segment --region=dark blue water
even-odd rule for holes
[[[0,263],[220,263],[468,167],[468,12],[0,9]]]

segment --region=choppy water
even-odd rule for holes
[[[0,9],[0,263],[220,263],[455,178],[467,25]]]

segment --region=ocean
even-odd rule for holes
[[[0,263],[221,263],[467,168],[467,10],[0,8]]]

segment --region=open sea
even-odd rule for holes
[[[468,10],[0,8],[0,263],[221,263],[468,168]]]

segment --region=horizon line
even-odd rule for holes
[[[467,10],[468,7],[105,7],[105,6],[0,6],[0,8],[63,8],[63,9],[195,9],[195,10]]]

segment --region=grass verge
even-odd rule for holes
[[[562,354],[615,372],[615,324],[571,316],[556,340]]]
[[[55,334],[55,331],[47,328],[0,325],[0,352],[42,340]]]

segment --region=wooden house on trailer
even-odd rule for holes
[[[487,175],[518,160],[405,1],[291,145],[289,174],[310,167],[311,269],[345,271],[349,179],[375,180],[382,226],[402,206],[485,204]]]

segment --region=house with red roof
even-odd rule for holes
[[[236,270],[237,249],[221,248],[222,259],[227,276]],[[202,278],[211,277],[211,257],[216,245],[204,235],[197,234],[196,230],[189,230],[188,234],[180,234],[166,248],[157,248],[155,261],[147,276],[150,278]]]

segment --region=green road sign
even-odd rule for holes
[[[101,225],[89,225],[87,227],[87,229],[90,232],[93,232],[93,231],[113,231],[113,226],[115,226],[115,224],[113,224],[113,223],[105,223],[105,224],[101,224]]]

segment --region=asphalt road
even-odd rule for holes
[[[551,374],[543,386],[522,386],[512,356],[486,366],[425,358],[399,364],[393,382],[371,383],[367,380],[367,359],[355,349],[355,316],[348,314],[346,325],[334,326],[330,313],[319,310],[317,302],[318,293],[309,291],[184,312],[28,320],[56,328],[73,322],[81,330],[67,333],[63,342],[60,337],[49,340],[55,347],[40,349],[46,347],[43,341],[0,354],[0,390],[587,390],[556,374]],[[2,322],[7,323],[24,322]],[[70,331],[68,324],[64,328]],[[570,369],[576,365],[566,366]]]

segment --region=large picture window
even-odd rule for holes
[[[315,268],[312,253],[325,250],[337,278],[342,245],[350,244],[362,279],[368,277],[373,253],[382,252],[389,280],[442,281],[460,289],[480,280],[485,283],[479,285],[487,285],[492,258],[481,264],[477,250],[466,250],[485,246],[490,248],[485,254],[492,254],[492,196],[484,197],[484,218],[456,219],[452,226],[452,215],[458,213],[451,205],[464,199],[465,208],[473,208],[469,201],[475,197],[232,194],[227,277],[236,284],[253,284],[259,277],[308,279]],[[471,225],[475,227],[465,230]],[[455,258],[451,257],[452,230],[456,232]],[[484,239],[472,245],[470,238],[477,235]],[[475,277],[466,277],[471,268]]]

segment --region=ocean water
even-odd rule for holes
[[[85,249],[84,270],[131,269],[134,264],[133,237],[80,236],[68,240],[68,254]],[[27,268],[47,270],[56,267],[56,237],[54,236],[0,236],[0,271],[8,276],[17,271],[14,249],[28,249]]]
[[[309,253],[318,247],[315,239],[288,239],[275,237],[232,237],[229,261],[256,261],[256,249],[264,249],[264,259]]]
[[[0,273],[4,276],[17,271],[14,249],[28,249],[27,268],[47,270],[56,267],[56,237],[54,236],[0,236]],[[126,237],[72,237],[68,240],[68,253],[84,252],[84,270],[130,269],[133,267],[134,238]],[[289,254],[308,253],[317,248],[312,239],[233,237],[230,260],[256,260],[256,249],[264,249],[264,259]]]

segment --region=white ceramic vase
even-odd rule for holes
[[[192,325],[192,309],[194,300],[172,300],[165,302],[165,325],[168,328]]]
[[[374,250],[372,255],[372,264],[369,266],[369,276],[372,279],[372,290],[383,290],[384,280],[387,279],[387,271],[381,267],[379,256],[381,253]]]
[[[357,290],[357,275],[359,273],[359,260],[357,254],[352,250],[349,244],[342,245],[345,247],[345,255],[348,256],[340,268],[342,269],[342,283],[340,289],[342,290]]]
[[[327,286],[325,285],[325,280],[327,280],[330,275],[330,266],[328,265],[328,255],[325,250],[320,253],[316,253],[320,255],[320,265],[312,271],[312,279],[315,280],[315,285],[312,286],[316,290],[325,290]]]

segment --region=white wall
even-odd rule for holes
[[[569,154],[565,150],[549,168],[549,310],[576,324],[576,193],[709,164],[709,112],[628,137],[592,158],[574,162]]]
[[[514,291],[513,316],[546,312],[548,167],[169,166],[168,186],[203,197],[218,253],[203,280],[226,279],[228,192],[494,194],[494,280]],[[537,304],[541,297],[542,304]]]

------------------------------------------------------------

- _Problem statement_
Working from the material above, retype it in its entirety without change.

- _Written reply_
segment --region=dark blue water
even-odd rule for holes
[[[0,263],[220,263],[468,167],[468,12],[0,9]]]

segment --region=choppy water
even-odd rule for holes
[[[0,9],[0,263],[220,263],[455,178],[467,25]]]

segment --region=ocean
even-odd rule for holes
[[[0,263],[221,263],[467,168],[467,10],[0,8]]]

segment --region=open sea
even-odd rule for holes
[[[468,10],[0,8],[0,263],[221,263],[468,168]]]

segment --region=horizon line
even-odd rule for holes
[[[467,10],[468,7],[105,7],[105,6],[0,6],[0,8],[63,8],[63,9],[195,9],[195,10]]]

segment --region=grass verge
even-odd rule for holes
[[[562,354],[615,372],[615,324],[571,316],[556,340]]]
[[[55,334],[55,331],[47,328],[0,325],[0,352],[42,340]]]

segment --region=wooden house on trailer
even-odd rule for holes
[[[487,175],[518,160],[405,1],[291,145],[289,174],[310,167],[311,269],[345,271],[349,179],[375,180],[382,226],[402,206],[485,204]]]

segment --region=house with red roof
even-odd rule for holes
[[[236,270],[237,249],[221,248],[222,259],[227,276]],[[202,278],[211,277],[211,257],[216,245],[204,235],[197,234],[196,230],[189,230],[188,234],[180,234],[166,248],[157,248],[155,261],[147,276],[150,278]]]

segment --region=green road sign
even-odd rule for holes
[[[101,225],[89,225],[87,227],[87,229],[90,232],[93,232],[93,231],[113,231],[113,226],[115,226],[115,224],[113,224],[113,223],[105,223],[105,224],[101,224]]]

segment --region=asphalt road
even-odd rule for holes
[[[551,374],[543,386],[522,386],[512,356],[486,366],[425,358],[399,364],[393,382],[371,383],[367,380],[367,359],[355,349],[355,316],[348,314],[346,325],[334,326],[330,313],[319,310],[317,302],[318,293],[309,291],[184,312],[28,320],[56,328],[73,322],[81,330],[67,333],[63,342],[60,337],[49,340],[55,347],[40,349],[46,347],[43,341],[0,354],[0,390],[587,390],[556,374]],[[2,322],[7,323],[24,322]],[[70,331],[68,324],[64,328]],[[570,369],[576,365],[566,366]]]

segment --region=large picture window
even-odd rule for holes
[[[315,268],[312,253],[325,250],[337,278],[342,245],[350,244],[362,279],[368,277],[373,253],[382,252],[389,280],[442,281],[460,289],[480,280],[485,283],[479,285],[487,285],[492,258],[481,264],[477,250],[466,250],[485,246],[490,248],[485,254],[492,254],[492,196],[484,197],[484,218],[456,219],[452,226],[452,215],[458,213],[451,205],[464,199],[465,208],[473,208],[469,201],[475,197],[232,194],[227,277],[236,284],[253,284],[259,277],[308,279]],[[471,225],[475,227],[465,230]],[[455,258],[451,257],[452,230],[456,232]],[[484,239],[472,245],[470,238],[477,235]],[[475,277],[466,277],[471,268]]]

segment --region=ocean water
even-odd rule for holes
[[[85,249],[84,270],[131,269],[134,264],[133,237],[80,236],[68,240],[68,254]],[[27,268],[47,270],[56,267],[56,237],[54,236],[0,236],[0,271],[8,276],[17,271],[14,249],[28,249]]]
[[[309,253],[318,247],[315,239],[288,239],[275,237],[232,237],[229,261],[256,261],[256,249],[264,249],[264,259]]]
[[[0,273],[4,276],[17,271],[14,249],[28,249],[27,268],[47,270],[56,267],[56,237],[54,236],[0,236]],[[126,237],[72,237],[68,240],[68,253],[84,252],[84,270],[130,269],[133,267],[134,238]],[[289,254],[308,253],[317,248],[312,239],[233,237],[230,260],[256,260],[256,249],[264,249],[264,259]]]

segment --region=white ceramic vase
even-odd rule for holes
[[[192,325],[192,309],[194,300],[172,300],[165,302],[165,325],[168,328]]]
[[[374,250],[372,255],[372,264],[369,266],[369,276],[372,279],[372,290],[383,290],[384,280],[387,279],[387,271],[381,267],[379,256],[381,253]]]
[[[357,290],[357,275],[359,273],[359,260],[357,254],[352,250],[349,244],[342,245],[345,247],[345,255],[348,256],[340,268],[342,269],[342,283],[340,289],[342,290]]]
[[[327,286],[325,285],[325,280],[327,280],[330,275],[330,266],[328,265],[328,255],[325,250],[320,253],[316,253],[320,255],[320,265],[312,271],[312,279],[315,280],[315,285],[312,286],[316,290],[325,290]]]

segment --region=white wall
even-odd rule for holes
[[[569,154],[565,150],[549,168],[549,310],[576,324],[576,193],[709,164],[709,112],[628,137],[592,158],[574,162]]]
[[[514,291],[513,316],[546,312],[548,167],[169,166],[168,186],[203,197],[218,253],[203,280],[226,279],[228,192],[494,194],[494,280]],[[537,304],[541,297],[542,304]]]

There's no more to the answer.